Given request -
Locate every line in the listing that contains the string "bridge" and copy each one in full. Match case exactly.

Stored data -

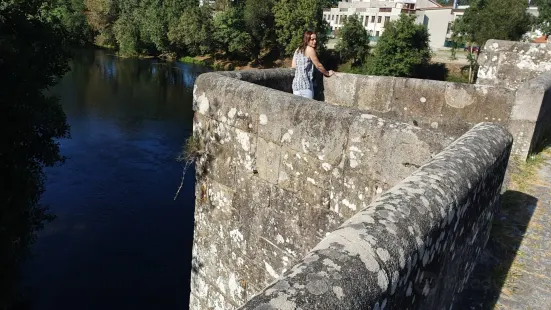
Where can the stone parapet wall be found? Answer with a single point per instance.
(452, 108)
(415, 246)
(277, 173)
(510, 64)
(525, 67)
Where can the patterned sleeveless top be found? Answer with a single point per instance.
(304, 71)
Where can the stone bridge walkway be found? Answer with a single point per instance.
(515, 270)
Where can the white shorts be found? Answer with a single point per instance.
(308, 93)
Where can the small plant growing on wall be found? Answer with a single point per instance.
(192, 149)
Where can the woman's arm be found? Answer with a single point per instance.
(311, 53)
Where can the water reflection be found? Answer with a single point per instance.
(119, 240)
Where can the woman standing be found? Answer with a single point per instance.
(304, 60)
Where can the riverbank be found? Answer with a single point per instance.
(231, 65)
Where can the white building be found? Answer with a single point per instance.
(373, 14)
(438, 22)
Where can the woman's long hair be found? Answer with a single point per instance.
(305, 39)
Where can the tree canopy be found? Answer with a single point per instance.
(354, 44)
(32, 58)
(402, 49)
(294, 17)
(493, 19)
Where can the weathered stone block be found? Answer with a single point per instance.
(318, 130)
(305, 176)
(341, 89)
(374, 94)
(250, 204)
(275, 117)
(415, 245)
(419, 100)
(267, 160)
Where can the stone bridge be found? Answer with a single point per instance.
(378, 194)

* * *

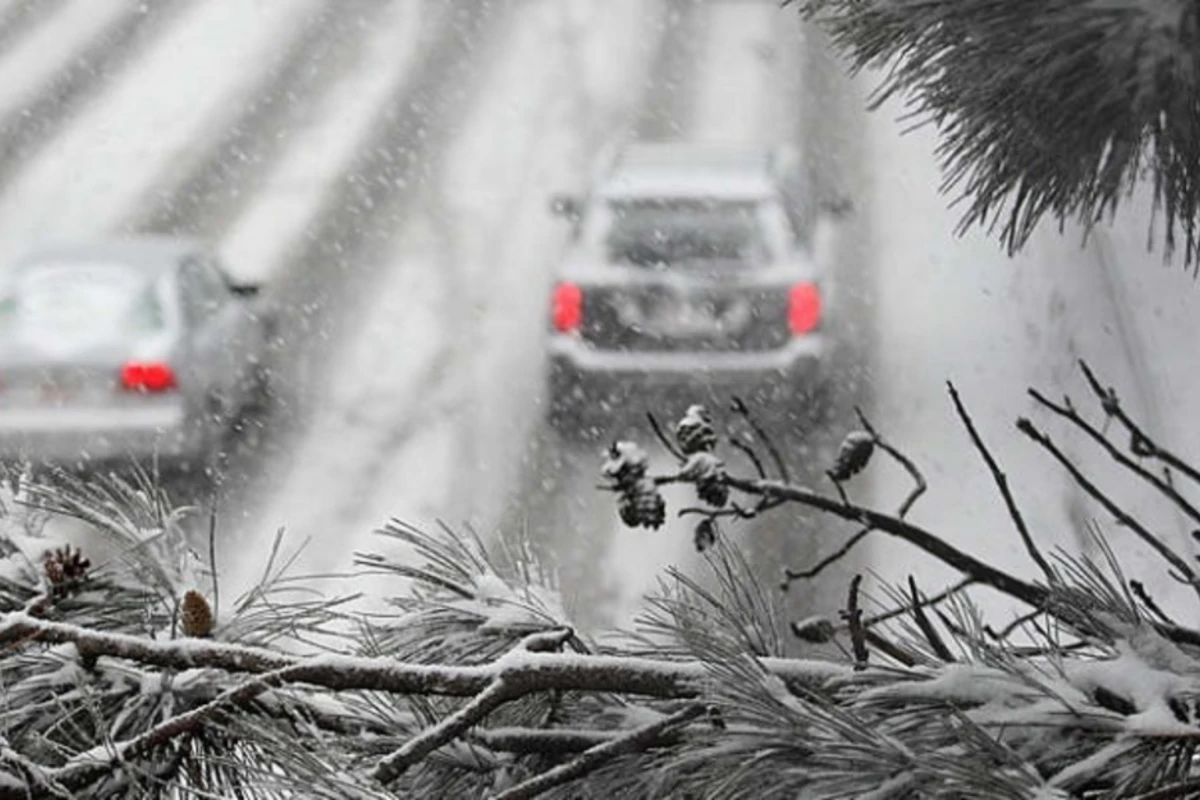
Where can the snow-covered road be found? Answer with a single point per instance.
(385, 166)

---

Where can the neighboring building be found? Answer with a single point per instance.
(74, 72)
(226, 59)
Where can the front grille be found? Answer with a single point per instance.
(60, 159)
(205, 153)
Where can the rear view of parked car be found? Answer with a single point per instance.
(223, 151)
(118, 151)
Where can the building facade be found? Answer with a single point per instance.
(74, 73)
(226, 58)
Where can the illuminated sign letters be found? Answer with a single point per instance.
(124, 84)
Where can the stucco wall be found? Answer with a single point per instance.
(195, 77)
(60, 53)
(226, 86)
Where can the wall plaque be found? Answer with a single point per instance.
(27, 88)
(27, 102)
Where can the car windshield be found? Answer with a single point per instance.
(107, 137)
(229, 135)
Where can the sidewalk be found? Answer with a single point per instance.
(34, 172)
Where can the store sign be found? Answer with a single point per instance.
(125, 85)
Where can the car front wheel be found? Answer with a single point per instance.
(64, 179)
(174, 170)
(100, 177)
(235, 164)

Written reply -
Where can the stone bridge walkway be found? Answer with a single point per instance.
Where can the stone bridge be found? Answer with a single point per instance.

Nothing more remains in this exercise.